▸ **Data excerpts**:

↓↓↓

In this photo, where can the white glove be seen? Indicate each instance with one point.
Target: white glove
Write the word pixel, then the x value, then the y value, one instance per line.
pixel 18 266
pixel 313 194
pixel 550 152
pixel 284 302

↑↑↑

▸ **Aim**: Write out the entries again, substituting "leather glove" for every "white glove" and leaving everything else unchanged.

▸ **Full answer**:
In this photo, where can the leather glove be seen? Indicate each instance with one point.
Target: leather glove
Write the word pixel, then the x value, then the y value, one instance per line.
pixel 18 266
pixel 313 194
pixel 550 152
pixel 284 302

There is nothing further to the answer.